▶ _Passage shown_:
______________________________

OpenSUSE will install but cannot boot without USB.

Hello and thank you for reading!

Yesterday I installed openSUSE Leap 15 on an old XPS 13 L321X with fantastic hardware and a traditional BIOS.

However, after a successful install, the laptop fails to boot into the hard disk (“Operating System not found”) but is otherwise perfectly functional if I choose the “Boot from Hard Disk” GRUB option from the install medium.

To troubleshoot, I have

…toggled nearly every available option in my BIOS and am certain that the boot order is correct.

…unsuccessfully booted with every possible configuration in the Boot Loader YaST module. (Apart from changing the GRUB bootloader to UEFI or “unmanaged” and changing it, and I also have not edited the disk boot order.)

Because I used the network installer, I am having trouble using the “recovery” option as suggested somewhere, but I don’t see how that would necessary help since this is a fresh install.

Any perspective would be appreciated.

______________________________

▶ _Material provided_:
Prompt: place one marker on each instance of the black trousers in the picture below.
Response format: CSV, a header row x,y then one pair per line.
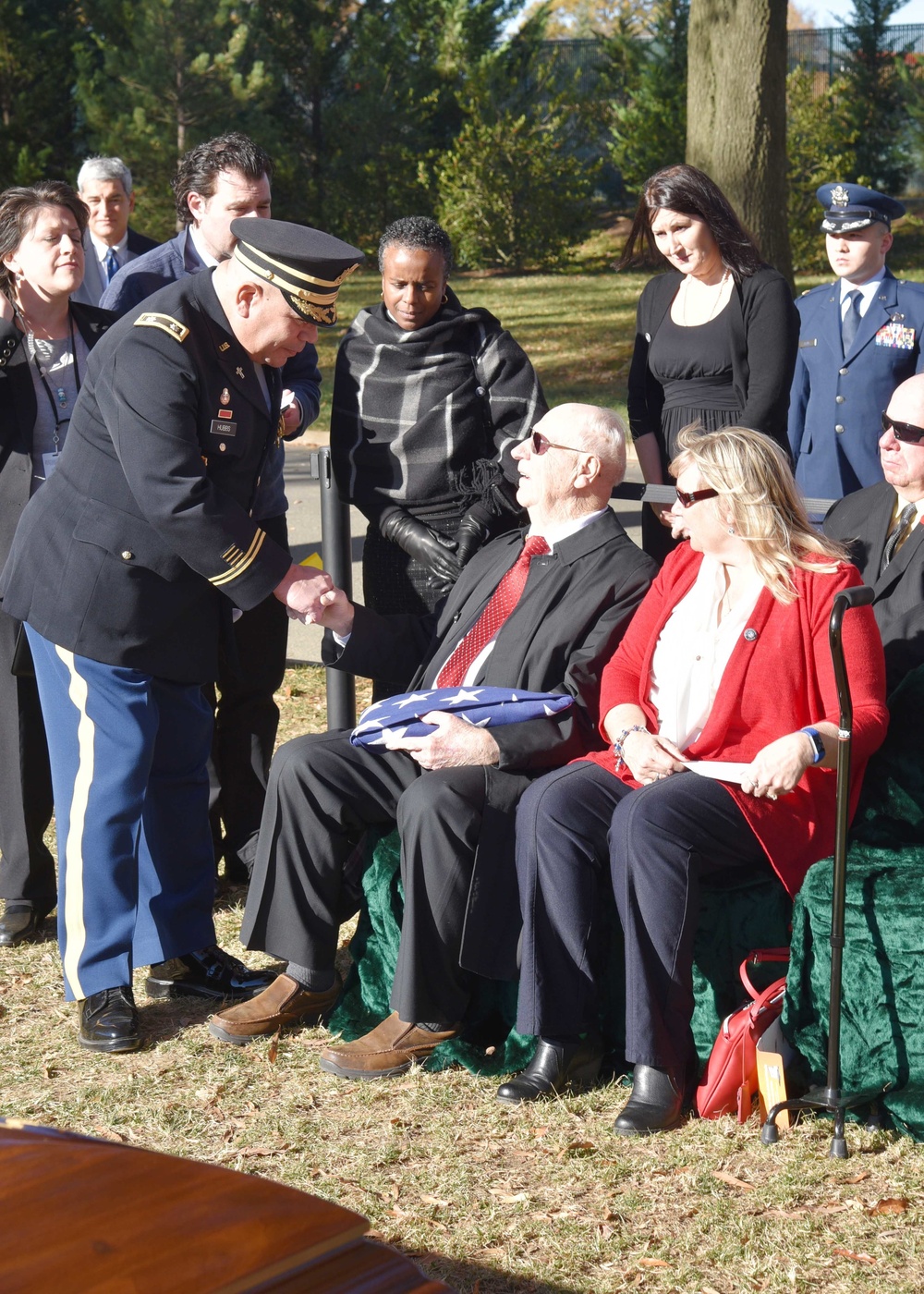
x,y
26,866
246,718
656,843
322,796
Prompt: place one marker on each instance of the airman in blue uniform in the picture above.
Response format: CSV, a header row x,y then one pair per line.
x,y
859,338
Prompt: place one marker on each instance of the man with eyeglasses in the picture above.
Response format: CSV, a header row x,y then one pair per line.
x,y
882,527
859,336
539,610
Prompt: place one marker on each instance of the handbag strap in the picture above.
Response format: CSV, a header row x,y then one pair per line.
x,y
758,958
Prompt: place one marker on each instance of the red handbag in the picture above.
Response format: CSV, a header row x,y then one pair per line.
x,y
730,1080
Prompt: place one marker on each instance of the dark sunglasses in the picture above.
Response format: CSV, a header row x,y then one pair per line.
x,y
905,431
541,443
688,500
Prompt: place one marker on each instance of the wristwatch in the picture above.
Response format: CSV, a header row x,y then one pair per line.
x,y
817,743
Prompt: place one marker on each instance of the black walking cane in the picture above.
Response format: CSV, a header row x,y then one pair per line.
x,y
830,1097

______________________________

▶ _Tasks to complete_:
- A) Transcribe the openSUSE boot post word for word between "However, after a" and "the install medium.", inclusive.
- B) Write the next part of the post about openSUSE failing to boot from its hard disk, picking up after its final sentence.

▶ _Answers below_:
- A)
However, after a successful install, the laptop fails to boot into the hard disk (“Operating System not found”) but is otherwise perfectly functional if I choose the “Boot from Hard Disk” GRUB option from the install medium.

- B)
Can you provide the output from:

grep LOADER /etc/sysconfig/bootloader

and the output from

parted -l

My first guess is that your install used GPT partitioning on your hard drive. And in some computers, the BIOS is a bit fussy about legacy booting with GPT partitioning. The information I requested is mostly to check on that.

Oops – I should have mentioned that you will need root for the second of those commands.

It has definitely been set to msdos in the installer, but would you believe it, the disk is set to GPT…

Output from the grep:

LOADER_TYPE="grub2"

Output from parted:

Model: ATA LITEONIT LMT-256 (scsi)
Disk /dev/sda: 256GB
Sector size (logical/physical): 512B/512B
Partition Table: **gpt**
Disk Flags: pmbr_boot

(unnecesary table here)

…and my install medium… is an msdos scheme.


Model: PNY USB 2.0 FD (scsi)
Disk /dev/sdb: 15.5GB
Sector size (logical/physical): 512B/512B
Partition Table: **msdos**
Disk Flags: 

(another screen-hoarding data table goes here)

So I’m assuming that I just re-install the O.S. and run through the horrendous partitioner one more time?

Thank you so much! Would’ve missed that.

You can try toggling the “pmbr_boot” flag. I don’t know whether it will help, but it’s worth trying. Google “pmbr_boot” for how to toggle (not sure if it is in the man page for “parted”).

If that doesn’t work, then a reinstall would be the other option.

When you go with expert partitioner, click on “/dev/sda”. There should be an expert option near bottom right of the screen, to create a new partition table. And when you do that, there’s a choice to make it a DOS partition table.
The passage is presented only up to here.